WORK ORDER: Search the data below for lines that include the word "boulder" and state how many there are, nothing else.

[Records excerpted from a collection]
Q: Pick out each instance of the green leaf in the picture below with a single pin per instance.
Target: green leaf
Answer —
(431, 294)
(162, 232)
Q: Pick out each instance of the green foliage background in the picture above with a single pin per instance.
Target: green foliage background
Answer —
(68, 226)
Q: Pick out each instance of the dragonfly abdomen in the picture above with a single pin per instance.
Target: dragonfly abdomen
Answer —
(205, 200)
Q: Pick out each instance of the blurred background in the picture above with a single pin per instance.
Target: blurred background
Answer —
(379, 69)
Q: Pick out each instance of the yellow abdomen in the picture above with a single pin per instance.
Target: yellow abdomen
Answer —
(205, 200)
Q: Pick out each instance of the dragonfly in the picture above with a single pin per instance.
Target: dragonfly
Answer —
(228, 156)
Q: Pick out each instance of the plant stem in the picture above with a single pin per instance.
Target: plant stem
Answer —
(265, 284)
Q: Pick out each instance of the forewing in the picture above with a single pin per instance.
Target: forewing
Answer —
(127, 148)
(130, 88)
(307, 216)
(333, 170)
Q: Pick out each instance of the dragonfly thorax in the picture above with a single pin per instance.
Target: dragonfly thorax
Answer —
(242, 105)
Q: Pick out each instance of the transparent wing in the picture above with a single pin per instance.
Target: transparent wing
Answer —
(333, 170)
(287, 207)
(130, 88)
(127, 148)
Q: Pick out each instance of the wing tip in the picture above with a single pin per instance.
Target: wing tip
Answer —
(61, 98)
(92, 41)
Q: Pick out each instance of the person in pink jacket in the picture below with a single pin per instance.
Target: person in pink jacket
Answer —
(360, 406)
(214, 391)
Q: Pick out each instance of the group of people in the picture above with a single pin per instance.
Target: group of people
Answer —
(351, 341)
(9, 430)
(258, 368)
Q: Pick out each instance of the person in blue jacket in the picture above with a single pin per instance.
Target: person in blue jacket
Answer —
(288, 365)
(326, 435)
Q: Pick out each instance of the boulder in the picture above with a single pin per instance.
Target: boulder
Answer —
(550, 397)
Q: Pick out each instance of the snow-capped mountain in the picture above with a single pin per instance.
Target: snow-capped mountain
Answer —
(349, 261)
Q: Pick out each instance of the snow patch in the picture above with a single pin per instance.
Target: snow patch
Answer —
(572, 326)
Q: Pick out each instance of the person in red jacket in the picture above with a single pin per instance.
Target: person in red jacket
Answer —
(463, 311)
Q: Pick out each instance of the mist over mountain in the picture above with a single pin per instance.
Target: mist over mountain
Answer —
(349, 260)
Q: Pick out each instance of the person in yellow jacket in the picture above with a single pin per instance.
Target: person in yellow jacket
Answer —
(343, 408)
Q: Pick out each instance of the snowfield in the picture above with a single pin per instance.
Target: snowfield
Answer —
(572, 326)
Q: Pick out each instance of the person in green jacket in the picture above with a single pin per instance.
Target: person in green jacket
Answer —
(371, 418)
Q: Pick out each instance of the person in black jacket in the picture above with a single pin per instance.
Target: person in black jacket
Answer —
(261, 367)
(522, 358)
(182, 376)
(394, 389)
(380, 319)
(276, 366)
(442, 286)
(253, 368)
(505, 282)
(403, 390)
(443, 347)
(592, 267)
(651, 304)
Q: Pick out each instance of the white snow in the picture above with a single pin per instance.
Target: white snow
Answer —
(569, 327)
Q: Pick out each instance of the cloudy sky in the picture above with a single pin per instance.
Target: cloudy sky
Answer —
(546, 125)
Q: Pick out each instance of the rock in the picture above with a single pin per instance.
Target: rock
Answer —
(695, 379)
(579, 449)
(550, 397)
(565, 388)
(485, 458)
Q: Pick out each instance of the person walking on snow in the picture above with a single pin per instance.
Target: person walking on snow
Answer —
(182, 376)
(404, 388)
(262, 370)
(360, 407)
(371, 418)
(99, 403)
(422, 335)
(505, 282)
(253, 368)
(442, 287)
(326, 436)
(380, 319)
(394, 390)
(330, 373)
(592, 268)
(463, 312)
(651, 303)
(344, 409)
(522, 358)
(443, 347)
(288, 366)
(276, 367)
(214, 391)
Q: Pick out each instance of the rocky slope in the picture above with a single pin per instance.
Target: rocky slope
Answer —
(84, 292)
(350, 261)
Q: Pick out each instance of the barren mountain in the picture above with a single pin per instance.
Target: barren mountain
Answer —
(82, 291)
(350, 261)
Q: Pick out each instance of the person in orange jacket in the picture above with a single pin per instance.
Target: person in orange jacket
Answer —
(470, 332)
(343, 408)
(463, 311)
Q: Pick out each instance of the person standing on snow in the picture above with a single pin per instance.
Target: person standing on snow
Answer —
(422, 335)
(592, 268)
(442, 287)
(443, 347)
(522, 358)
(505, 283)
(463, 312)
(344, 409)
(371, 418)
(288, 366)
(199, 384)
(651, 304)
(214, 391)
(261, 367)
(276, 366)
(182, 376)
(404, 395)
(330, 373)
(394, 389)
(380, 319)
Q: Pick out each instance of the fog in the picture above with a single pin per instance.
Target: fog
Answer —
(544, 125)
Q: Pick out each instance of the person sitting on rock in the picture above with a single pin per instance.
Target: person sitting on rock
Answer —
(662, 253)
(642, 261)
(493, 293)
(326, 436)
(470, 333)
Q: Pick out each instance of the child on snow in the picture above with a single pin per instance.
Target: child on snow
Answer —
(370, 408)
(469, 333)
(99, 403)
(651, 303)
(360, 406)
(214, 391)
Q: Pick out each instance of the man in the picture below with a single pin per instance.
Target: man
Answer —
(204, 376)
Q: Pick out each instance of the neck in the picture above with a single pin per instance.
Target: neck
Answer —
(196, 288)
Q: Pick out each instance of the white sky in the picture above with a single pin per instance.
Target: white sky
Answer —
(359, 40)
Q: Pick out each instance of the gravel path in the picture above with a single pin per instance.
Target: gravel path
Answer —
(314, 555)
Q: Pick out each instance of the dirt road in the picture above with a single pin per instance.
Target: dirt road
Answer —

RESULT OF THIS TASK: 2